C’est lors du Concile Vatican II que l’Église catholique prendra position de manière claire et très officielle à travers la déclaration « Dignitatis humanae ».

Il y a, on le sait, dans les documents du Concile, trois genres différents : les constitutions, les décrets et les déclarations.

La constitution est un développement dogmatique (Lumen gentium, sur l’Église ; Dei verbum, sur la Révélation) ou présente un développement dogmatique qui fonde des dispositions pratiques (Sacrosanctum concilium, sur la sainte liturgie) ou des instructions pastorales (Gaudium et spes, sur l’Église dans le monde de ce temps).

Le décret a une finalité pratique dont les enracinements sont à rechercher dans Lumen gentium[1].Enfin, dans une déclaration⁠[2], les dispositions pratiques préconisées ne s’adressent pas seulement aux membres de l’Église et ne se déduisent pas immédiatement de la Révélation. Ainsi, Dignitatis humanae recommande l’application de certains principes à toutes les collectivités civiles existantes et à venir. Celles-ci, bien sûr, relèvent de différentes traditions culturelles qui sont elles-mêmes imprégnées plus ou moins de diverses traditions religieuses ou anti-religieuses. Par ailleurs, Dignitatis humanae fonde, dans sa première partie, le principe de la liberté religieuse sur une philosophie de la personne accessible théoriquement à toute intelligence. Mais cette philosophie est implicitement chrétienne et la seconde partie montre que cette conception a ses racines dans la Révélation ce qui garantit son enracinement dogmatique⁠[3].

Le sous-titre de cette déclaration limite d’ailleurs la portée du texte à la société politique en parlant « Du droit de la personne et des communautés à la liberté sociale et civile en matière religieuse ».⁠[4]


1. Il y a 9 décrets : Christus Dominus, sur la charge pastorale des évêques dans l’Église ; Presbyterorum ordinis, sur le ministère et la vie des prêtres ; Optatam totius Ecclesiae renovationem, sur la formation des prêtres ; Perfectae caritatis, sur la rénovation et l’adaptation de la vie religieuse ; Apostolicam actuositatem, sur l’apostolat des laïcs ; Ad Gentes divinitus, sur l’activité missionniare de l’Église ; Unitatis redintegratio, sur l’œcuménisme ; Orientalium Ecclesiarum, sur les Églises orientales catholiques ; Inter mirifica, sur les moyens de communication sociale.
2. A côté de Dignitatis humanae, on trouve encore deux déclarations : Nostra aetate, sur les relations de l’Église avec les religions non chrétiennes et Gravissimum educationis momentum, sur l’éducation chrétienne.
3. Il est important de lire chaque document conciliaire dans le contexte de l’ensemble des textes. La lecture sérieuse de Dignitatis humanae suppose, au moins, celle de Lumen gentium, Gaudium et spes et Gravissimum educationis momentum.
4. On sait le rôle important joué par le P. John Courtney-Murray sj dans l’élaboration de ce document.

⁢c. Définition du droit à la liberté religieuse.

Tâches demandées -
• 1. D'après l'extrait sur Dignitatis humanae, quels sont les trois genres de documents du Concile Vatican II ?
• 2. Selon l'extrait sur Dignitatis humanae, qu'est-ce qui garantit l'enracinement dogmatique de la philosophie de la personne sur laquelle la déclaration fonde la liberté religieuse ? Répondez en une à trois phrases.
• 3. Continuez l'extrait sur Dignitatis humanae à partir de sa dernière ligne.

Données sources -
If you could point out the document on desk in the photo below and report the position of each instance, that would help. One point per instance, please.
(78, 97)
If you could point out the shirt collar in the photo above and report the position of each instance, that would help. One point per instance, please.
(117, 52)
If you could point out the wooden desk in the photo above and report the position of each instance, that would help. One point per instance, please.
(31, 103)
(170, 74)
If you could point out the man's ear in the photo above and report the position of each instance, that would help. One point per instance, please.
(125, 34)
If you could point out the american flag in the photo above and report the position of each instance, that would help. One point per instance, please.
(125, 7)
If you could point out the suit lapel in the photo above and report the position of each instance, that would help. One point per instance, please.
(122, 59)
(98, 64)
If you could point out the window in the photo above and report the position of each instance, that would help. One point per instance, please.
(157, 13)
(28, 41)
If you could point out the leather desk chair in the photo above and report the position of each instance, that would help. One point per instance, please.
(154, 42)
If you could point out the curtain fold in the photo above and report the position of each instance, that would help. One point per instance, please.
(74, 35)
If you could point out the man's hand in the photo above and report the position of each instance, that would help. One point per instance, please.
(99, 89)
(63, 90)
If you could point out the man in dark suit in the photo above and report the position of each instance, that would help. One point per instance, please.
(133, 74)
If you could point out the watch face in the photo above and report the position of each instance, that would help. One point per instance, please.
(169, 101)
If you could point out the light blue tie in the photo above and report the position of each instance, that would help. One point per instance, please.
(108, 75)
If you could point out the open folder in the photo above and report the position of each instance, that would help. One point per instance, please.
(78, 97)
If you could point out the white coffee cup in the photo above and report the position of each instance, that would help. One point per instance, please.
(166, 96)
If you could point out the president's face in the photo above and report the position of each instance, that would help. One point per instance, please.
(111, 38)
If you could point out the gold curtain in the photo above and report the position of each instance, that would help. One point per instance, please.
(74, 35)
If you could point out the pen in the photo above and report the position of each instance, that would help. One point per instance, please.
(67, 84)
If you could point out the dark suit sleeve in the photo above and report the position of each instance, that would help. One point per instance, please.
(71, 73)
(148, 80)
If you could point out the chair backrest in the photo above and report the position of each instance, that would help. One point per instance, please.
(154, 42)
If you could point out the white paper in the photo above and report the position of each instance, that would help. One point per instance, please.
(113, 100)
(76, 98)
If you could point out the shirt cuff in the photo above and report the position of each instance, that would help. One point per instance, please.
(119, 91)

...

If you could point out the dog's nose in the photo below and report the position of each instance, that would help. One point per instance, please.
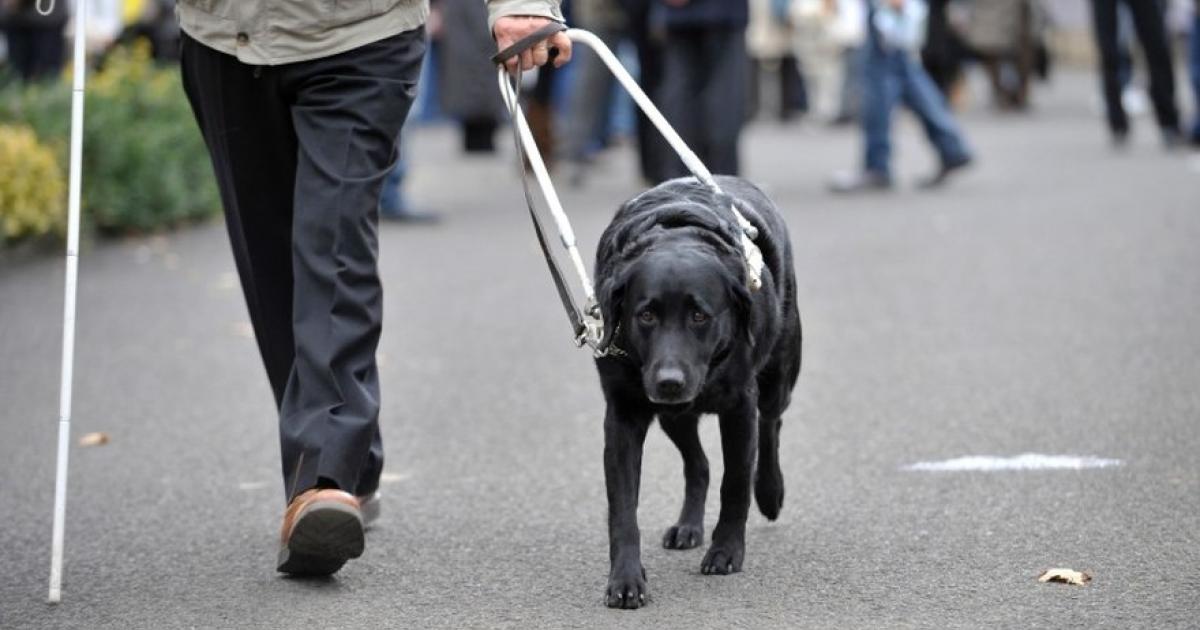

Réponses par tâche -
• 1. Les constitutions, les décrets et les déclarations.

• 2. Cette philosophie de la personne est implicitement chrétienne. La seconde partie de la déclaration montre qu'elle a ses racines dans la Révélation, ce qui garantit son enracinement dogmatique.

• 3.
« Le Concile du Vatican déclare que la personne humaine a droit à la liberté religieuse. Cette liberté consiste en ce que tous les hommes doivent être soustraits à toute contrainte de la part tant des individus que des groupes sociaux et de quelque pouvoir humain que ce soit, de telle sorte qu’en matière religieuse nul ne soit forcé d’agir contre sa conscience ni empêché d’agir, dans de justes limites, selon sa conscience, en privé comme en public, seul ou associé à d’autres ».⁠[1]

Cette formulation rappelle assez clairement les textes des déclarations universelle et européenne qui insistaient aussi sur l’immunité de toute contrainte dans le choix et la manifestation privée ou publique d’une religion. Ce droit implique aussi la possibilité de « changer de conviction ou de religion » ainsi que « de refuser personnellement toute adhésion religieuse ». Le droit à la liberté religieuse est aussi un droit à l’incroyance.⁠[2]


1. DH, n° 2.
2. COSTE René, Les communautés politiques, Desclée, 1967, p. 175.

⁢d. Fondements du droit

Toutefois, la justification du droit est ici plus développée et approfondie que dans les textes profanes.

Sur le plan rationnel, tout d’abord⁠[1], puisque le texte ne s’adresse pas uniquement à des chrétiens, le droit n’est pas présenté comme le simple produit de la volonté humaine, le fruit d’une « disposition subjective ». Au contraire, il trouve son fondement dans la dignité même de l’homme créé à l’image et à la ressemblance de Dieu. Autrement dit, il découle de sa nature d’être doué d’une volonté libre et de raison. Le propre de l’intelligence humaine est de chercher la vérité et d’y adhérer. Mais cette démarche doit se faire sans contrainte pour être bien conforme à la nature même de l’homme. De plus, l’homme étant un être social poursuit la vérité à travers l’enseignement, l’éducation, l’échange, le dialogue, jouit des fruits de sa découverte individuellement et socialement et les manifeste publiquement.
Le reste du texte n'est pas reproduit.